## Task details
From the text on health-care reform, return the passage that begins at the words "With medical bills" and stops after the words "of breast cancer.", copied character for character.

## Text
BEGIN

The Supreme Court's landmark ruling on health-care reform is just the start of a larger task.
As a physician, I am happy that as a result of the Supreme Court's decision regarding the Affordable Care Act (ACA) many Americans who currently live without insurance will gain access to health coverage and the life-saving care that comes with it. At the same time, I am still haunted by the story of someone who didn't live to see this milestone.
I am thinking of a woman named Sheila Wessenberg, who was profiled in a book the Robert Wood Johnson Foundation supported several years ago, Denied: The Crisis of America's Uninsured. Sheila was a typical mom living in Texas until she was diagnosed with breast cancer. While her husband was employed, she was able to get the care she needed. But once he lost his job, they couldn't afford insurance through COBRA. Yet Sheila didn't qualify for Medicaid. Looking at the options, she decided to forgo insurance all together. There simply wasn't enough money to meet all of her family's needs.
With medical bills adding to other debt, Sheila did whatever it took to survive. She had no other choice but to beg for money. She even resorted to panhandling and, at times, leaving her son with autism unattended in her car while she worked part-time jobs. In the end, instead of adding to her debt, she gave up on the ongoing treatment she needed. She eventually died of breast cancer.

END

## Material supplied
BEGIN

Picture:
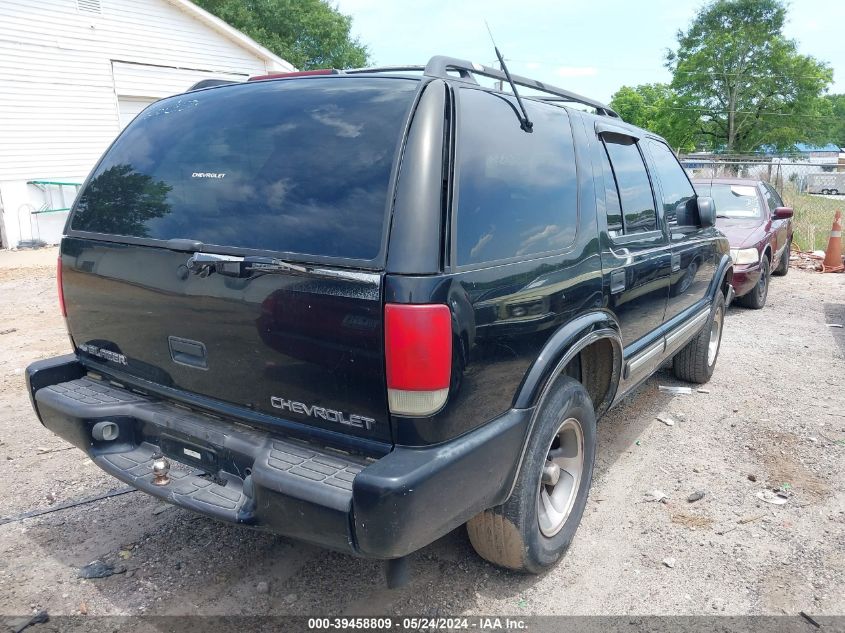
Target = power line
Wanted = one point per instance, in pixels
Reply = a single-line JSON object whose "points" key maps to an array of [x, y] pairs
{"points": [[765, 112], [683, 72]]}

END

## Task result
With medical bills adding to other debt, Sheila did whatever it took to survive. She had no other choice but to beg for money. She even resorted to panhandling and, at times, leaving her son with autism unattended in her car while she worked part-time jobs. In the end, instead of adding to her debt, she gave up on the ongoing treatment she needed. She eventually died of breast cancer.